Update the listing below by replacing "with a point" with "with one point" wherever it occurs, and leave everything else as it is.

# # # # # # #

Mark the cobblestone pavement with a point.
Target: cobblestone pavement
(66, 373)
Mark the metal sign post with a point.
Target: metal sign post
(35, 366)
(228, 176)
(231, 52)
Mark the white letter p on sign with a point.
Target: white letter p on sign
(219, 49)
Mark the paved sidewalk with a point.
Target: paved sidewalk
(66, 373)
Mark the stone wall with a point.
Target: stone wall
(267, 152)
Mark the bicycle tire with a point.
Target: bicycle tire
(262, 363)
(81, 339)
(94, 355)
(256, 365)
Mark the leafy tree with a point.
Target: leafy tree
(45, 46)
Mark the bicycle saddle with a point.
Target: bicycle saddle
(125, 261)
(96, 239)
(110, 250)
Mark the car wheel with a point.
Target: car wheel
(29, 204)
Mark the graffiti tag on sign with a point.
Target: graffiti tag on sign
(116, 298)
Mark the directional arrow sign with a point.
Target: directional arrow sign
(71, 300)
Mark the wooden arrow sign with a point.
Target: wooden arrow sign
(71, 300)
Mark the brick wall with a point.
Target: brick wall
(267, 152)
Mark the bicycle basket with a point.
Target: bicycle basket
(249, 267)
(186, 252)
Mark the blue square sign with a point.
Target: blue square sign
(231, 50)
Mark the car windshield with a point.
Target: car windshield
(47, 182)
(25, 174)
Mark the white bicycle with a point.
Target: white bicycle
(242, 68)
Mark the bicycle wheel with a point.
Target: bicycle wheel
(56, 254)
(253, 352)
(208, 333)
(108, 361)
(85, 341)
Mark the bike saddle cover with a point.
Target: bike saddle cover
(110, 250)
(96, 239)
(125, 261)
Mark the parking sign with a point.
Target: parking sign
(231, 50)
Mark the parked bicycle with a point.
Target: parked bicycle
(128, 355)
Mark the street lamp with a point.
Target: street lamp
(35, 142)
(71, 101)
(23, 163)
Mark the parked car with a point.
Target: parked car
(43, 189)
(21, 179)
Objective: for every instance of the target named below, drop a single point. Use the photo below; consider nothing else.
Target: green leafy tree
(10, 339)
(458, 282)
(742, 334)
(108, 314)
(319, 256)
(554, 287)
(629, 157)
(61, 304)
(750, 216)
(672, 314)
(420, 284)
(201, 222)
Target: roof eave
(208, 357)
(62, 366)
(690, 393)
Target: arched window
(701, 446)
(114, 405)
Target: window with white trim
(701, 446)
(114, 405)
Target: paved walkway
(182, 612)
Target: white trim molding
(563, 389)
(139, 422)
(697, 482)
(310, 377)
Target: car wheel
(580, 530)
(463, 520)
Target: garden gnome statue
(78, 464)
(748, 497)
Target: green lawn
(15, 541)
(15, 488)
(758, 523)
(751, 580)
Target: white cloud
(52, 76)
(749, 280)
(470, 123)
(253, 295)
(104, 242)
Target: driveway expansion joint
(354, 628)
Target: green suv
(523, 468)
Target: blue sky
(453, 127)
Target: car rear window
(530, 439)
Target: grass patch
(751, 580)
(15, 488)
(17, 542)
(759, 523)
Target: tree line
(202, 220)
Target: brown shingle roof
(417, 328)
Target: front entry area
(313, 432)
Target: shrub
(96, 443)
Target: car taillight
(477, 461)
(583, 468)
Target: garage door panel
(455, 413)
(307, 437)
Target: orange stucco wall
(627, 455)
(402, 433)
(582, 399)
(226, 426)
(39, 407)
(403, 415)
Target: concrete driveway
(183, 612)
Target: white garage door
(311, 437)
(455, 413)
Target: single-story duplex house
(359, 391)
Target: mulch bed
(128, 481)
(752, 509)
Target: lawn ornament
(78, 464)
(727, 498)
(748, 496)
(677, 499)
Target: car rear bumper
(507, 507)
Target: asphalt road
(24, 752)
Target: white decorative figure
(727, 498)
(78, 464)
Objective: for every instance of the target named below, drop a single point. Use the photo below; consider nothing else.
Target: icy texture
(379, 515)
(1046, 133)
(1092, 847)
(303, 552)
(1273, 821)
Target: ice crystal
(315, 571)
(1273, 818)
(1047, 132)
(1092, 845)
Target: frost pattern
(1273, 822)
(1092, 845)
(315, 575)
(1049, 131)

# # # # # # #

● **SOLUTION**:
Mark the cobblestone pavement with one point.
Target: cobblestone pavement
(66, 373)
Mark the metal sign post with one point.
Target: metal sign post
(35, 366)
(228, 176)
(231, 52)
Mark the white letter p on sign with one point.
Target: white letter p on sign
(219, 49)
Mark the paved sidewalk with one point.
Target: paved sidewalk
(66, 373)
Mark the stone wall with one point.
Target: stone wall
(267, 152)
Mark the bicycle tire with one point.
Target: bicycle tire
(262, 363)
(81, 339)
(94, 355)
(256, 365)
Mark the leafy tree with one point.
Target: leafy tree
(45, 46)
Mark the bicycle saddle with one point.
Target: bicycle saddle
(125, 261)
(96, 239)
(110, 250)
Mark the car wheel with one point.
Target: car wheel
(29, 204)
Mark the graffiti tag on sign with one point.
Target: graffiti tag on sign
(116, 298)
Mark the directional arrow sign with one point.
Target: directional arrow sign
(71, 300)
Mark the wooden arrow sign with one point.
Target: wooden arrow sign
(71, 300)
Mark the brick wall with one point.
Target: brick wall
(267, 152)
Mark the bicycle basket with one point.
Target: bicycle basket
(249, 267)
(186, 252)
Mark the blue square sign with one point.
Target: blue square sign
(231, 50)
Mark the car windshield with one point.
Target: car windshield
(47, 182)
(25, 174)
Mark the white bicycle with one point.
Target: white bicycle
(242, 68)
Mark the bicycle wheel with one point.
Target: bicycle wheel
(56, 254)
(253, 352)
(208, 333)
(108, 361)
(85, 341)
Mark the bike saddle cover with one point.
Target: bike saddle cover
(110, 250)
(96, 239)
(125, 261)
Mark the parking sign with one point.
Target: parking sign
(231, 50)
Mark the parked bicycle with one point.
Target: parked bicycle
(128, 355)
Mark the street lamp with one point.
Target: street lamp
(35, 142)
(71, 101)
(23, 163)
Mark the parked car with one point.
Target: parked car
(43, 189)
(21, 179)
Objective: for every instance of the target named below, drop a single point. Use the photo below; consider nothing else.
Target: green leafy tree
(10, 339)
(458, 282)
(742, 334)
(108, 314)
(319, 256)
(554, 287)
(629, 157)
(61, 304)
(750, 216)
(672, 314)
(420, 284)
(201, 222)
Target: roof eave
(208, 357)
(62, 366)
(690, 393)
Target: arched window
(701, 446)
(114, 405)
Target: window with white trim
(701, 446)
(114, 405)
Target: paved walkway
(182, 612)
Target: white trim molding
(563, 389)
(139, 422)
(697, 482)
(310, 377)
Target: car wheel
(580, 530)
(463, 520)
Target: garden gnome statue
(78, 464)
(748, 497)
Target: green lawn
(15, 541)
(15, 488)
(758, 523)
(751, 580)
Target: white cloud
(52, 76)
(749, 280)
(470, 123)
(253, 295)
(104, 242)
Target: driveway expansion joint
(354, 628)
Target: green suv
(523, 468)
Target: blue sky
(453, 127)
Target: car rear window
(530, 439)
Target: grass patch
(751, 580)
(15, 488)
(17, 542)
(759, 523)
Target: tree line
(202, 220)
Target: brown shingle roof
(417, 328)
Target: front entry area
(313, 432)
Target: shrub
(96, 443)
Target: car taillight
(477, 461)
(583, 468)
Target: garage door panel
(455, 413)
(307, 437)
Target: orange stucco wall
(627, 455)
(402, 433)
(582, 399)
(226, 426)
(39, 407)
(403, 415)
Target: concrete driveway
(183, 612)
Target: white garage door
(311, 437)
(455, 413)
Target: single-story duplex house
(359, 391)
Target: mulch bed
(128, 481)
(752, 509)
Target: lawn ornament
(78, 464)
(727, 498)
(748, 496)
(677, 499)
Target: car rear bumper
(507, 507)
Target: asphalt road
(24, 752)
Target: white decorative figure
(727, 498)
(78, 464)
Objective: for every instance of the target named below, drop a single point. Use the photo below; consider nothing else.
Target: icy texture
(379, 515)
(1046, 133)
(1092, 847)
(303, 552)
(1273, 821)
Target: ice crystal
(315, 571)
(1273, 818)
(1047, 132)
(1092, 845)
Target: frost pattern
(1273, 822)
(1092, 845)
(315, 575)
(1049, 131)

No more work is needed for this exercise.